___ EXTRAIT ___
PLEASE
SING ME MY SONG
BEFORE YOU GO
JOËL ANDRIANOMEARISOA
Please Sing Me My Song Before You Go est la première exposition de Joël Andrianomearisoa à Hakanto Contemporary. Elle s’articule autour d’une œuvre cinématographique éponyme, la première que l’artiste réalise, une œuvre commissionnée par l’IFA Gallery et présentée en première mondiale à Berlin en 2024 à l’occasion de son exposition Measures Lullabies and Whispers*.
Brassant plusieurs formes d’expression et manipulant différents médiums dans son travail, Joël Andrianomearisoa tisse son œuvre à travers une multitude de matières : le métal, le textile, le papier, les mots… et maintenant l’image et le son. Son film Please Sing Me My Song Before You Go est une œuvre intime et mélancolique qui emprunte les résonances d’une mémoire fragmentée, hantée par l’écho d’une berceuse, Iny Hono Izy Ravorombazaha. Transmise de génération en génération, cette mélodie est inspirée elle-même du conte traditionnel Imaitsoanala : une histoire de rupture et de fuite, où l’oiseau géant Ravorombe s’oppose à l’union de sa fille humaine avec son bien-aimé, entraînant une odyssée d’évasion et une ode au désir de liberté.
Mais ici, la berceuse n’est pas qu’un chant d’apaisement. Elle devient un chant d’abandon.
Joël Andrianomearisoa détourne la douceur du refrain pour en révéler la déchirure sous-jacente : celle du départ, du renoncement, de l’effacement progressif de l’autre.
À travers une mise en scène abstraite, il capture les vestiges de la présence – le souvenir de la première rencontre, la lente intrusion du silence jusqu’à l’abdication des corps.
Le rythme obsessionnel de la berceuse devient dans ce film une matière vivante, un battement entre le deuil et l’espérance. Dans cette oscillation entre le personnel et l’universel, le film ne se contente pas d’être un récit : il devient un espace, un seuil où l’abandon se fait murmure, où l’absence s’écrit en image, où le chant persiste, suspendu dans le temps.
___
[DÉFIS]
1. Répondez à ces questions d'après la présentation de l'exposition :
(a) Dans quelle ville et en quelle année le film a-t-il été présenté en première mondiale ?
(b) De quel conte traditionnel la berceuse est-elle inspirée ?
(c) Entre quoi et quoi le rythme de la berceuse devient-il un battement dans le film ?
2. Reproduisez à l'identique la présentation de l'exposition, de « Brassant plusieurs formes » jusqu'à « un chant d’abandon. ».
3. Selon la présentation de l'exposition, pourquoi la berceuse devient-elle un chant d'abandon dans le film ?
Les données ci-dessous ne sont pas nécessaires.
___ EXTRAIT DE DONNÉES ___
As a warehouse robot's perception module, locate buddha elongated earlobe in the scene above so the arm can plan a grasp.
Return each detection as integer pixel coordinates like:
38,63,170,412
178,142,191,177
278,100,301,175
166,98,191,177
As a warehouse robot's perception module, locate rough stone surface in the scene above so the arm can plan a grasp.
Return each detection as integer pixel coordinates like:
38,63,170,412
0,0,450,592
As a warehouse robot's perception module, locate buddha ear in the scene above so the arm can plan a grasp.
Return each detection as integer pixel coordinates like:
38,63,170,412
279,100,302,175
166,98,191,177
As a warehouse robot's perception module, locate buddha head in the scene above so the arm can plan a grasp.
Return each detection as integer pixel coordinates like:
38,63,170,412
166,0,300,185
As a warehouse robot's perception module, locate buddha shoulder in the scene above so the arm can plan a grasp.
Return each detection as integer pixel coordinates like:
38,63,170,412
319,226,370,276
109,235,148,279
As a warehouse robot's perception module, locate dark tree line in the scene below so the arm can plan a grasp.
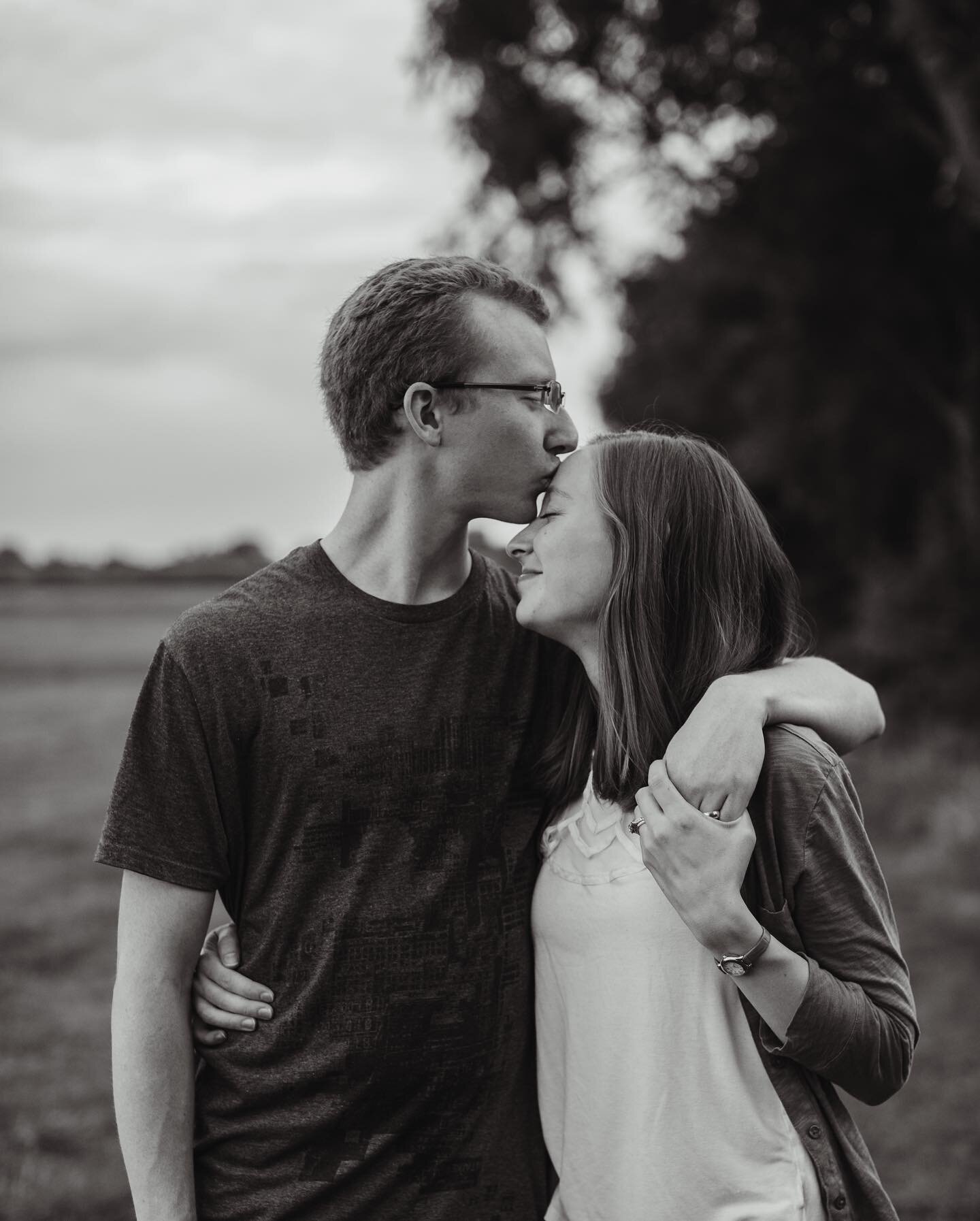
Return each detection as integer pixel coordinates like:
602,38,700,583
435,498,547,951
___
[RÉPONSES]
1.
(a) À Berlin, en 2024.
(b) Du conte Imaitsoanala.
(c) Entre le deuil et l'espérance.

2.
Brassant plusieurs formes d’expression et manipulant différents médiums dans son travail, Joël Andrianomearisoa tisse son œuvre à travers une multitude de matières : le métal, le textile, le papier, les mots… et maintenant l’image et le son. Son film Please Sing Me My Song Before You Go est une œuvre intime et mélancolique qui emprunte les résonances d’une mémoire fragmentée, hantée par l’écho d’une berceuse, Iny Hono Izy Ravorombazaha. Transmise de génération en génération, cette mélodie est inspirée elle-même du conte traditionnel Imaitsoanala : une histoire de rupture et de fuite, où l’oiseau géant Ravorombe s’oppose à l’union de sa fille humaine avec son bien-aimé, entraînant une odyssée d’évasion et une ode au désir de liberté.
Mais ici, la berceuse n’est pas qu’un chant d’apaisement. Elle devient un chant d’abandon.

3. Joël Andrianomearisoa détourne la douceur du refrain pour en révéler la déchirure sous-jacente. Cette déchirure est celle du départ, du renoncement et de l'effacement progressif de l'autre.